## Your assignment:
Write out exactly the lines from the one containing "In the photo above, where can the red" through the last line of the records below, including both.

## Excerpted records:
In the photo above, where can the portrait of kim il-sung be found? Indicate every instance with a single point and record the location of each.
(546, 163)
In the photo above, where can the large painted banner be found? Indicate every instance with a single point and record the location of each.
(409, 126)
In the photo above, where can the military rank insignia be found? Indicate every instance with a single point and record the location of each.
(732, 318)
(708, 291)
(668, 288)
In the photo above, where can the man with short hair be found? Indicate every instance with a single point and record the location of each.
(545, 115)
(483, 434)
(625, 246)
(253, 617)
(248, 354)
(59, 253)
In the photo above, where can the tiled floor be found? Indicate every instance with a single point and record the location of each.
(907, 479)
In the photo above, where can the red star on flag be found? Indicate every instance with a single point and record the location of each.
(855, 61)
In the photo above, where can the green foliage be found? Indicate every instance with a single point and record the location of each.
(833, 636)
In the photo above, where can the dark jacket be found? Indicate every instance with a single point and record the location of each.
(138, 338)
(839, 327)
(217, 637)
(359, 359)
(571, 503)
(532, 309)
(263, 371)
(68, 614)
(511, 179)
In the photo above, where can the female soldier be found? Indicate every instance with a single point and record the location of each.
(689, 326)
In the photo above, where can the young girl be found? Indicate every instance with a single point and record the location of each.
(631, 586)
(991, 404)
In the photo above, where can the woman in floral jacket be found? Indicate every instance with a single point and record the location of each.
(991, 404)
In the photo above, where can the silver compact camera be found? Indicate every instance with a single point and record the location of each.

## Completed task:
In the photo above, where can the red star on flag be found? Indicate every instance with a single point and record the location of each.
(855, 61)
In the photo above, where can the green foliage be found? Indicate every instance with a single point and record the location of each.
(833, 636)
In the photo above, where can the dark jacket be found? Indicate every instance with a single point and record the location of each.
(138, 338)
(839, 327)
(217, 637)
(359, 359)
(571, 503)
(532, 309)
(263, 371)
(68, 614)
(511, 179)
In the photo above, where can the female soldier be found? Indicate every instance with a single point and record the location of each.
(689, 326)
In the photo above, where can the young girl be found? Indicate every instance with a single point and record the location of each.
(631, 586)
(991, 404)
In the photo above, where can the woman in floral jacket be found? Indicate every instance with a single point and record the location of each.
(991, 404)
In the photo above, where can the silver compact camera be found? Indicate every instance with a single point and record the location of each.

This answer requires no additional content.